═════ Texte du document

La distinction entre les prélèvements obligatoires sur les entreprises et sur les ménages n’est pas toujours très pertinente car les impôts et cotisations sociales ne sont pas toujours supportés par ceux qui en sont juridiquement redevables. De manière assez conventionnelle, on retient ici les impôts sur la production et sur les bénéfices des sociétés non financières ainsi que les cotisations sociales patronales payées par celles-ci pour définir les prélèvements obligatoires sur les entreprises.

Les taxes sur la consommation ne sont donc pas retenues parmi les prélèvements sur les entreprises et, pour les mêmes raisons, les dépenses fiscales relatives à ces taxes ne sont pas prises en compte parmi les aides qu’elles reçoivent.

Le coût des niches fiscales et sociales relatives aux impôts et cotisations retenus ici ne doit pas non plus être inclus parmi les aides aux entreprises car ce coût est déjà déduit des prélèvements obligatoires sur les entreprises, à l’exception de celui des crédits d’impôts qui est inclus dans les dépenses publiques et doit être pris en compte. Les aides aux entreprises retenues sont les « autres subventions sur la production » et les « aides à l’investissement » reçues par les sociétés non financières en comptabilité nationale.

Les années 2020 et 2021 ayant été marquées par des aides exceptionnelles, il est préférable de privilégier 2019 pour faire ces comparaisons.

En 2019, la France se situe à la deuxième place de l’Union européenne pour les prélèvements sur les sociétés non financières (12,4 % du PIB), derrière la Suède (14,3 %) où ce ratio est majoré par les cotisations des entreprises à des régimes privés d’assurance sociale (fonds de pension). L’Allemagne est loin derrière (8,9 % du PIB).

La France est aussi à la deuxième place pour les aides aux entreprises (2,2 % du PIB), derrière la Belgique (3,1 %) et devant l’Allemagne (1,3 %).

Elle se situe enfin également à la deuxième place pour les prélèvements nets des aides versées (10,2 % du PIB), derrière la Suède (13,3 %). Les Pays-Bas sont proches de la France (9,9 %) et l’Allemagne est loin derrière (7,5 % du PIB).

A) Les prélèvements et les aides à retenir

1)  Les prélèvements

La distinction est souvent faite dans le débat public entre les prélèvements obligatoires sur les entreprises et sur les ménages alors qu’elle n’a pas toujours une grande pertinence économique. En effet, comme le montre la fiche de ce site sur l’incidence fiscale, les impôts ne sont pas toujours supportés par les agents qui en sont juridiquement redevables.

Déterminer qui supporte réellement les impôts est particulièrement difficile dans le cas des taxes sur la consommation et notamment de la TVA. Le partage de son coût entre les entreprises productrices et les ménages consommateurs dépend surtout de la sensibilité des biens et services concernés à leur prix (leur « élasticité prix »). Or cette sensibilité varie fortement selon les produits et elle est souvent difficile à estimer.

══════════
═════ Entrées du jeu

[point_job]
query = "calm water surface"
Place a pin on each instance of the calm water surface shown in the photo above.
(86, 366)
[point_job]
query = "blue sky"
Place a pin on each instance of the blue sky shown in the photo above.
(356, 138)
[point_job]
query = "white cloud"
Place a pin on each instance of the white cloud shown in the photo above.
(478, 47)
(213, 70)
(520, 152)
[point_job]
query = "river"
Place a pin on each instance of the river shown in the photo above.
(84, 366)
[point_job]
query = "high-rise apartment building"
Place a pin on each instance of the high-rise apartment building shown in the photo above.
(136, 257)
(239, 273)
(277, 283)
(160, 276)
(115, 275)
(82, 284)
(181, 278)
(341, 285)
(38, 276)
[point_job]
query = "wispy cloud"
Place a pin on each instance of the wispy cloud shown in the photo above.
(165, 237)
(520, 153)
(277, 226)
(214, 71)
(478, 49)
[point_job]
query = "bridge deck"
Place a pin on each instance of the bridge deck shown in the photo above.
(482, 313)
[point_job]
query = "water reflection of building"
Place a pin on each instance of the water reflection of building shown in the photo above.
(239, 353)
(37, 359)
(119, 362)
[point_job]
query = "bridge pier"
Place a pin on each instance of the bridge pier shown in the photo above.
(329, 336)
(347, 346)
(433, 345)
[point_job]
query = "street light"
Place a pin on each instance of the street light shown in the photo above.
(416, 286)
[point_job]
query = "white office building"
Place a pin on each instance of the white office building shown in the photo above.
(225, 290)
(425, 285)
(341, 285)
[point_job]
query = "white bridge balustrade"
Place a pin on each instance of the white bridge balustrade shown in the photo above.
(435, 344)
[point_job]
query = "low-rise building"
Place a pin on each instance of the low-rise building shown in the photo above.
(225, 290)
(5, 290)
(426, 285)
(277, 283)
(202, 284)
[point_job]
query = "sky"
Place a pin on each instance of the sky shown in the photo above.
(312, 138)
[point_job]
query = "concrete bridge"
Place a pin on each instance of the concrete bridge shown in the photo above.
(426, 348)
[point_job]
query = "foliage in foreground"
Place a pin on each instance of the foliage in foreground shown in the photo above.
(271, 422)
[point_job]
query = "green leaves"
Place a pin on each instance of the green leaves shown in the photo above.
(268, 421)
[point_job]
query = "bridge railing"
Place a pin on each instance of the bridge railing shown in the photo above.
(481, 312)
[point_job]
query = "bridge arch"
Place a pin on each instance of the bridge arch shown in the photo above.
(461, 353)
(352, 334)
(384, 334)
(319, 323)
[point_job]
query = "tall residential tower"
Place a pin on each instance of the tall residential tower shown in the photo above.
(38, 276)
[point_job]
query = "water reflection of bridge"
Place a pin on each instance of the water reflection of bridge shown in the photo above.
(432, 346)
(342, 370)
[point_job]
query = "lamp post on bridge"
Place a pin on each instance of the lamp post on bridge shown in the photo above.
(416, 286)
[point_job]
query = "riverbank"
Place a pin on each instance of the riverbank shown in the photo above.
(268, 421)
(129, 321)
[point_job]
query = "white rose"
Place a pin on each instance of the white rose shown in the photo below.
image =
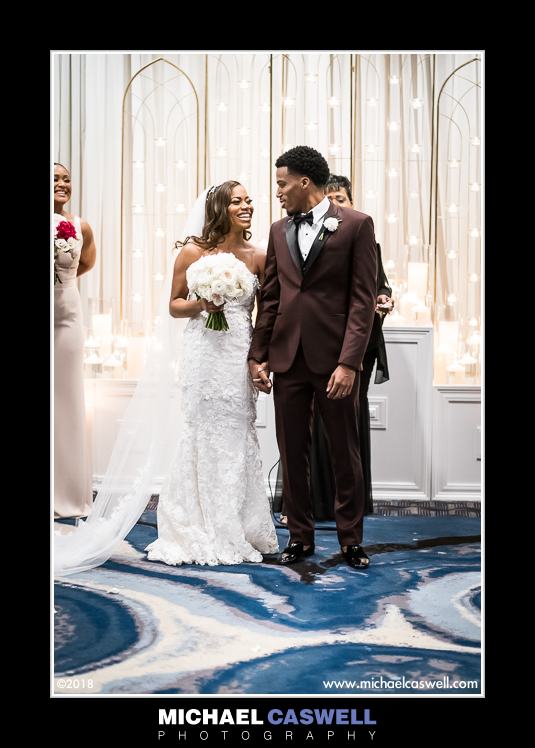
(331, 224)
(219, 287)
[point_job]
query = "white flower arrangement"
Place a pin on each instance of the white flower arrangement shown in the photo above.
(331, 224)
(219, 278)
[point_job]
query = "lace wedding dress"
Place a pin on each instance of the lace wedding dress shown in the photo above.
(213, 507)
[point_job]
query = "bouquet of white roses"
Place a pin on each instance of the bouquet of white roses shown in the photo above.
(218, 278)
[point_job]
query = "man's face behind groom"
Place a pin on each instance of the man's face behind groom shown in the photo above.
(292, 191)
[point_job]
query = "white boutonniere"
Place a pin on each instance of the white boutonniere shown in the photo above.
(331, 224)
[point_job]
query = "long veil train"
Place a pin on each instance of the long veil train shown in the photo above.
(145, 444)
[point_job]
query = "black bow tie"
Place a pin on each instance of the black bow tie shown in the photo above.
(300, 218)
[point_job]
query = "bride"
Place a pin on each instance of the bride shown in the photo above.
(189, 431)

══════════

● Exercice écrit
D'après le texte sur les prélèvements et les aides aux entreprises, quelle part du PIB les aides aux entreprises représentent-elles en France en 2019 ? Ces lignes n'ont aucun lien avec le texte.

● Réponse complète
2,2 % du PIB.